● **TASK DETAILS**: Copy verbatim the rows starting with the line that contains "Target: paved road" and continuing through the final line of the rows, including both of those lines.

[EXTRACTED RECORDS start]

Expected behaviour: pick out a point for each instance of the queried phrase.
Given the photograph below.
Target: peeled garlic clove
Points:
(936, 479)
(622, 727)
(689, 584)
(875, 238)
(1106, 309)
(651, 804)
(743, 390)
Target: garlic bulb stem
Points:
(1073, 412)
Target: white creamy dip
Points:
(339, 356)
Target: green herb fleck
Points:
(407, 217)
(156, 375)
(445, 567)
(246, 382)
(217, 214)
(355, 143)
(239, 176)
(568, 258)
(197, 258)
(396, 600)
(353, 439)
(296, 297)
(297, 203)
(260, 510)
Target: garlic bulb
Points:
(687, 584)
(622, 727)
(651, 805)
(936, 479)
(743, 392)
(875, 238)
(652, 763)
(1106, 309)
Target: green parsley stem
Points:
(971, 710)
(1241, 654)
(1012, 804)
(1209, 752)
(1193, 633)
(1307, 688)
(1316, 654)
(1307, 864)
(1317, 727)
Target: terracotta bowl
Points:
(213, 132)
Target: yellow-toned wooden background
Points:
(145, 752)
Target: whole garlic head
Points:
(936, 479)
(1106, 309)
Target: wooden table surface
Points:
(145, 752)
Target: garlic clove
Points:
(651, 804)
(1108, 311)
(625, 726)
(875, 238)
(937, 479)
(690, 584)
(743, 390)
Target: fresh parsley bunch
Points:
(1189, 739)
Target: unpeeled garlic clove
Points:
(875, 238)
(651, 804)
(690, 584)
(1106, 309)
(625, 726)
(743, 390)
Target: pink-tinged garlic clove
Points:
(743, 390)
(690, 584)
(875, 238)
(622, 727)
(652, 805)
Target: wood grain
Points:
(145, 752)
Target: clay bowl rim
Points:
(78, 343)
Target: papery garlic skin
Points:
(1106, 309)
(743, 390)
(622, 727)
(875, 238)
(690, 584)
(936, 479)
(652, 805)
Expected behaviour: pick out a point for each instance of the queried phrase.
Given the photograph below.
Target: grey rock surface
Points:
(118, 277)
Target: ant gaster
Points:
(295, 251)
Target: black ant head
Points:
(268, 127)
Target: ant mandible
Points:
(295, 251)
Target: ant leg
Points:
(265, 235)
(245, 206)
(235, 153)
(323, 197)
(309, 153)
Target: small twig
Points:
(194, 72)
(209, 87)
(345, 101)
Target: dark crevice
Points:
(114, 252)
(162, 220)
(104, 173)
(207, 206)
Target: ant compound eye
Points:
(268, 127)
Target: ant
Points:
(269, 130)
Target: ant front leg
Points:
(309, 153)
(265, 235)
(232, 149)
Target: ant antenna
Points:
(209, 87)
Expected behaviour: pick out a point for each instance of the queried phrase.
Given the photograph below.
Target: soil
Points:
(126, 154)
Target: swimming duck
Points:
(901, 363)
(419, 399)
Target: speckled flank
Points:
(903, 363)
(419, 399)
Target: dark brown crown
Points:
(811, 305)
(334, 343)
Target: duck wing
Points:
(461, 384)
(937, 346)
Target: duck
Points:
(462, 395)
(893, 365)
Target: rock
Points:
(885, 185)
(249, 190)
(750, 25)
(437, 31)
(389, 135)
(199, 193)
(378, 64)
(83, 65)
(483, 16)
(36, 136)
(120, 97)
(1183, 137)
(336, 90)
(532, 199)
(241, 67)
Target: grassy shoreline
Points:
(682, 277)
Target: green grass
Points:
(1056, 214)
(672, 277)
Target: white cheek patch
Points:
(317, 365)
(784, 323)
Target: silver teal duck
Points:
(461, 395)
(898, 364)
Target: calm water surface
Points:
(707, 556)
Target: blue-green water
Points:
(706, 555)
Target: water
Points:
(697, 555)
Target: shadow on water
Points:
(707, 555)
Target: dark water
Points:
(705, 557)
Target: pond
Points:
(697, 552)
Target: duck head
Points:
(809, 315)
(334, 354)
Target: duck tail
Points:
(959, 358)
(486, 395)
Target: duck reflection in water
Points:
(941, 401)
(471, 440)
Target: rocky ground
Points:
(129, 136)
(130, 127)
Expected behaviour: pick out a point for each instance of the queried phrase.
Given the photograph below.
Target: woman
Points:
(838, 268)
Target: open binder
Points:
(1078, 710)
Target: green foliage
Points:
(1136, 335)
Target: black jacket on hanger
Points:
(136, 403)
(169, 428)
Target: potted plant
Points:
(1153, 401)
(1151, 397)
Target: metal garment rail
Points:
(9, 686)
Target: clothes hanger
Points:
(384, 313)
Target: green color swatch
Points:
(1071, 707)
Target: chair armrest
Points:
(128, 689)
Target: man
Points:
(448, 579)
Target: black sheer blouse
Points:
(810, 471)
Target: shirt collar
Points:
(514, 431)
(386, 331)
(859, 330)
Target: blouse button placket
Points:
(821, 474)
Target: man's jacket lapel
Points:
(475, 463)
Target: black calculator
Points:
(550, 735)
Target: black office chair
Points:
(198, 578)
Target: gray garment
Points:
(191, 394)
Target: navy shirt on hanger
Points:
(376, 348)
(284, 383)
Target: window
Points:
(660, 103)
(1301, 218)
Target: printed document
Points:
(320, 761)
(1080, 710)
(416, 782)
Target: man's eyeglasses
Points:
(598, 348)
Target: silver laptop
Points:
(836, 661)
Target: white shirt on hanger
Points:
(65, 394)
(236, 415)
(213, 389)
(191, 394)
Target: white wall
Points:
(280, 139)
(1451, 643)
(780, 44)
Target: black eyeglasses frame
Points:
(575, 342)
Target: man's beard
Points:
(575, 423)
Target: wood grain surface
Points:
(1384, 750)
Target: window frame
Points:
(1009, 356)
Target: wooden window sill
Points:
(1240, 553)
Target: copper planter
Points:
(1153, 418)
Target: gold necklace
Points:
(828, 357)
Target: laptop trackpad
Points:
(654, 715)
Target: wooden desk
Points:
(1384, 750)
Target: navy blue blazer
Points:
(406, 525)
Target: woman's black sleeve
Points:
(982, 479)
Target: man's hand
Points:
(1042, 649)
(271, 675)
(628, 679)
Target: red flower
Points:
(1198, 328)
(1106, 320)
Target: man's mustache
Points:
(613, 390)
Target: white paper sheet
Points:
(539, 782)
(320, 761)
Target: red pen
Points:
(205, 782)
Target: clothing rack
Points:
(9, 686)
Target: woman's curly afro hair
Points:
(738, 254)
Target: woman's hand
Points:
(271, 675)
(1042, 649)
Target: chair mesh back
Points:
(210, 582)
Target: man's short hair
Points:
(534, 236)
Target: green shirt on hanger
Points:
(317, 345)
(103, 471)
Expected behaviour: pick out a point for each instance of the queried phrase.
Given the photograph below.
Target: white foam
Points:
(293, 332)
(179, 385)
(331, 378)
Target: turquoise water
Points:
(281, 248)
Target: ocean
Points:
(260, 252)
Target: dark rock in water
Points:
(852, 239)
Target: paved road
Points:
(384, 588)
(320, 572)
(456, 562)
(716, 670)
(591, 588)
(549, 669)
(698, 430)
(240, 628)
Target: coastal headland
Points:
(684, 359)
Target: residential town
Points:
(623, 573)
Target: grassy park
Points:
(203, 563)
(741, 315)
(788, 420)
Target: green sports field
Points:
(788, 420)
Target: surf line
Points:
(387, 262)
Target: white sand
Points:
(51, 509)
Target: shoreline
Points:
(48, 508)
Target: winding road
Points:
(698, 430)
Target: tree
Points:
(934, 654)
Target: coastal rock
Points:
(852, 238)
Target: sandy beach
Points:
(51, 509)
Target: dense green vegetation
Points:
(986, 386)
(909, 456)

[EXTRACTED RECORDS end]

● **EXERCISE SOLUTION**:
Target: paved road
Points:
(384, 588)
(320, 572)
(456, 562)
(716, 670)
(591, 588)
(549, 669)
(698, 430)
(240, 628)
Target: coastal headland
Points:
(684, 359)
Target: residential town
Points:
(623, 573)
Target: grassy park
Points:
(203, 563)
(741, 315)
(788, 420)
Target: green sports field
Points:
(788, 420)
Target: surf line
Points:
(387, 262)
Target: white sand
Points:
(51, 509)
Target: shoreline
Points:
(48, 508)
Target: winding road
Points:
(698, 430)
Target: tree
Points:
(934, 654)
Target: coastal rock
Points:
(852, 238)
Target: sandy beach
Points:
(51, 509)
Target: dense green vegetation
Points:
(986, 386)
(909, 456)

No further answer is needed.